# SCHRIFTLICHE AUFGABE 1:
Gib die Rezension zu „Neonomicon“ von „Von Frank Drehmel“ bis „der Literatur verwischen.“ wieder und tausche dabei „Northampton“ gegen „Bristol“.
# SCHRIFTLICHE AUFGABE 2:
Führe die Rezension zu „Neonomicon“ im Anschluss an ihren letzten Satz fort.

# ZU LESENDER AUSZUG:
----------------------------------------
Neonomicon (Comic)

Alan Moore
Neonomicon
(Alan Moore’s The Courtyard 1-2,USA 2003; Neonomicon 1-4, 2010)
Aus dem Amerikanischen von Gerlinde Althoff
Titelbild & Zeichnungen von Jacen Burrows
Panini, 2011, Paperback, 160 Seiten, 16,95 EUR, ISBN 978-3-86201-191-9

Von Frank Drehmel

Zweifellos gehört der 1953 in Northampton geborene Alan Moore zu den bedeutendsten angloamerikanischen Comic-Schaffenden der letzten drei Dekaden, hat er doch mit „Watchmen“, „From Hell“, „V for Vendetta“, „The League of Extraordinary Gentlemen“und vielen anderen mehr, aber auch mit typischen Superhelden-Comics wie „Batman: The Killing Joke“ Meilensteine des Genres geschaffen, die oft die tradierten Erzählweisen und Themen sprengen und die Grenzen zwischen der neunten Kunst und der Literatur verwischen.
----------------------------------------
# GEGEBENE EINTRÄGE:
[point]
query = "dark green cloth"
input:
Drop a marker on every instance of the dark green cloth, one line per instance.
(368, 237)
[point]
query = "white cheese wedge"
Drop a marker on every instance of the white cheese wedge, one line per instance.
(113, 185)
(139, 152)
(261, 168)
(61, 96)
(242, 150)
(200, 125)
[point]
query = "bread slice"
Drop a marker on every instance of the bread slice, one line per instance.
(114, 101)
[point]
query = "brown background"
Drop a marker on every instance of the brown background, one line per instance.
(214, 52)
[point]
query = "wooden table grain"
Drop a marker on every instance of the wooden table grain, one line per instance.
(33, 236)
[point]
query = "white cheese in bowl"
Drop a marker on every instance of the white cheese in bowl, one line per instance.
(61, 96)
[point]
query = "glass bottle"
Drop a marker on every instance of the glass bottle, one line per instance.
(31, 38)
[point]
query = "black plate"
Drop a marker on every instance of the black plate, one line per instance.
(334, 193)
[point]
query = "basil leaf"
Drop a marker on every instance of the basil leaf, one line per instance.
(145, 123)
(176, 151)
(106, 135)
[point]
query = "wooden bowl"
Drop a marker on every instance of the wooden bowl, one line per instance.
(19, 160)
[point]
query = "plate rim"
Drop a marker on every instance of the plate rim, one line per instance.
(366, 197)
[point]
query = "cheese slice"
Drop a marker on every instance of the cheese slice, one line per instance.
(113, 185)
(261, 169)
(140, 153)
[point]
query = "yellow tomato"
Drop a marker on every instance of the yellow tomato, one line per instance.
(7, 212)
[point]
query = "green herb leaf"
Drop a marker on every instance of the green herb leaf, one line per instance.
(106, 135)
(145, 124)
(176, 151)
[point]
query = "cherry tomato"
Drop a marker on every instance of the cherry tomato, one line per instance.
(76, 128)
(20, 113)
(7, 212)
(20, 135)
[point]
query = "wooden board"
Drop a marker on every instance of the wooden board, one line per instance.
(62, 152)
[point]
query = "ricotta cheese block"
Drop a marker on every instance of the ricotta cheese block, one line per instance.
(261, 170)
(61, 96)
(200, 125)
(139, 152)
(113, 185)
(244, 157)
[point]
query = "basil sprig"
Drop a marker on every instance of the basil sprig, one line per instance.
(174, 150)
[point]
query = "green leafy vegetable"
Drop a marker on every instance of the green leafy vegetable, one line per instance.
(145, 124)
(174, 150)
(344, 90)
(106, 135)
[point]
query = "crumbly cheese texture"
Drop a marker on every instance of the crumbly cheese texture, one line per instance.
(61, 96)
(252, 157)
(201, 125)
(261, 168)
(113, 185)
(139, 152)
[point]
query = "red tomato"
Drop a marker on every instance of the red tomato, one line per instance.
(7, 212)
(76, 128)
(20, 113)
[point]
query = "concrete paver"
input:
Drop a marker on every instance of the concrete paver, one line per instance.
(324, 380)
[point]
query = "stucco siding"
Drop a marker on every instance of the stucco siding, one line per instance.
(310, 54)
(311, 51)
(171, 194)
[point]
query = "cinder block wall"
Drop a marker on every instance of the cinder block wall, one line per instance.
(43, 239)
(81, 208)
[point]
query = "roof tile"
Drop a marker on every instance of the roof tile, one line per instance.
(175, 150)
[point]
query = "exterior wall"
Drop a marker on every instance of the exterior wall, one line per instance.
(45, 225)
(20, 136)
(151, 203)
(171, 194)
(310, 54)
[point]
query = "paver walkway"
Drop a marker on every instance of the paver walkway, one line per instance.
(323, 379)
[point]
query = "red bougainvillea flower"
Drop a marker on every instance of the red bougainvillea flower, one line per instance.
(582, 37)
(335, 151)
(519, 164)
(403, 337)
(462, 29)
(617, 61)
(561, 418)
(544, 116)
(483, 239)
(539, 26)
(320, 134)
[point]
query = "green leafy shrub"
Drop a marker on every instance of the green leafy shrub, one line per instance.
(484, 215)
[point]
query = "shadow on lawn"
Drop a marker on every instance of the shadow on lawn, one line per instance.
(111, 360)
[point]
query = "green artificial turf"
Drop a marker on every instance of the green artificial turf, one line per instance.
----------------------------------------
# ENDERGEBNIS 1:
Von Frank Drehmel

Zweifellos gehört der 1953 in Bristol geborene Alan Moore zu den bedeutendsten angloamerikanischen Comic-Schaffenden der letzten drei Dekaden, hat er doch mit „Watchmen“, „From Hell“, „V for Vendetta“, „The League of Extraordinary Gentlemen“und vielen anderen mehr, aber auch mit typischen Superhelden-Comics wie „Batman: The Killing Joke“ Meilensteine des Genres geschaffen, die oft die tradierten Erzählweisen und Themen sprengen und die Grenzen zwischen der neunten Kunst und der Literatur verwischen.

# ENDERGEBNIS 2:
In „Neonomicon“ nun widmet sich Moore der Fortschreibung des Cthulhu-Mythos des US-amerikanischen Autors H.P.Lovecraft (1890–1937), der wie sein Schöpfer ebenfalls eine herausragende Stellung in Bereich der Horror-Literatur einnimmt und eine erkleckliche Anzahl nachfolgender Autoren bis ins Hier und Heute beeinflusst, wenn nicht sogar geprägt hat.

FBI-Agent Aldo Sax, seines Zeichens rassistisches Arschloch und brillanter Theoretiker beziehungsweise Profiler, hockt in geheimen Auftrag seines Vorgesetzten in einer schäbigen Wohnung in einem heruntergekommen Schuppen in einer zwielichtigen Gegend, um fünfzehn gleichermaßen bizarre wie unzusammenhängende, rituell anmutende Morde zu lösen. Schon bald führt ihn seine Intuition in den Club Zothique und zu dem Dealer Johnny Carcosa, der eine neue Droge namens Aklo vertreiben soll, die mit den Morden in Zusammenhang stehen könnte.

Aldo gibt sich als Junkie mit dem Bedürfnis nach etwas Speziellem aus und kann Cacosa, der sich stets mit halbverschleiertem Gesicht nicht nur in der Öffentlichkeit bewegt, überzeugen, ihm das Zeug zu verticken. Als der Deal in der Wohnung des seltsamen Mannes über die Bühne geht, erfährt und erlebt der Agent, dass Aklo nicht das ist, was er vermutete und dass der absolute Irrsinn auch in ihm selbst ruht und darauf wartet, befreit zu werden.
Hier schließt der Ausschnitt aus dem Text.